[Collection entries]
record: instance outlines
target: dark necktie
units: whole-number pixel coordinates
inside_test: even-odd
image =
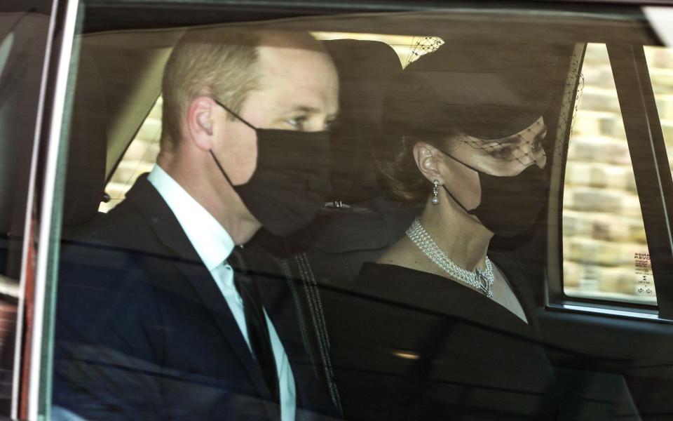
[[[245,315],[245,326],[247,338],[252,349],[252,354],[259,364],[262,375],[271,392],[274,401],[280,404],[278,391],[278,374],[276,367],[276,359],[268,335],[266,317],[261,306],[259,291],[254,279],[247,272],[243,253],[238,247],[234,247],[227,262],[235,271],[233,283],[243,302],[243,314]]]

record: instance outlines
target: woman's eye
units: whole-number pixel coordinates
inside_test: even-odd
[[[507,159],[512,154],[512,148],[507,146],[494,148],[489,151],[489,154],[498,159]]]

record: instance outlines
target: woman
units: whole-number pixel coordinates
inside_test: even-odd
[[[393,194],[422,210],[326,309],[347,419],[555,417],[522,272],[489,253],[494,234],[529,229],[546,199],[555,83],[509,53],[440,49],[387,95],[377,163]]]

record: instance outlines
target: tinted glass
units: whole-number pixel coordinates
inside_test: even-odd
[[[0,416],[11,415],[29,178],[49,17],[0,6]],[[27,272],[31,272],[29,269]],[[18,378],[18,377],[17,377]],[[14,392],[16,390],[13,391]]]
[[[564,285],[573,297],[656,303],[640,201],[604,44],[587,46],[564,188]]]

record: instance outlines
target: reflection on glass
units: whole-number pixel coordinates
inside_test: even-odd
[[[587,46],[582,73],[564,187],[564,289],[573,297],[655,304],[640,202],[604,44]]]

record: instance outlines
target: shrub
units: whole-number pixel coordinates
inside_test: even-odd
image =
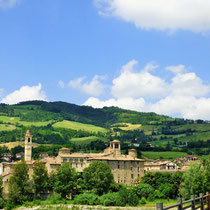
[[[174,190],[171,184],[161,184],[158,191],[163,194],[160,198],[173,198]]]
[[[142,197],[141,200],[139,201],[140,204],[144,205],[147,203],[146,198]]]
[[[46,200],[46,203],[49,204],[61,204],[64,203],[65,200],[62,199],[61,194],[54,193],[52,196],[49,197],[49,199]]]
[[[94,193],[84,193],[74,198],[74,204],[98,205],[99,203],[99,196]]]
[[[129,204],[130,206],[136,206],[139,202],[139,198],[133,189],[122,188],[119,191],[119,195],[122,201]]]
[[[110,192],[100,197],[100,204],[104,206],[125,206],[118,192]]]
[[[140,183],[138,186],[134,188],[136,194],[139,198],[145,197],[148,198],[149,195],[153,195],[154,188],[149,184]]]
[[[129,190],[127,203],[130,206],[137,206],[139,203],[139,198],[133,190]]]
[[[3,209],[5,205],[5,201],[3,198],[0,198],[0,208]]]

EXERCISE BRIEF:
Return each line of the records that contains the word "glass". Matching is case-sensitive.

SOLVED EXERCISE:
target: tinted glass
target: reflection on glass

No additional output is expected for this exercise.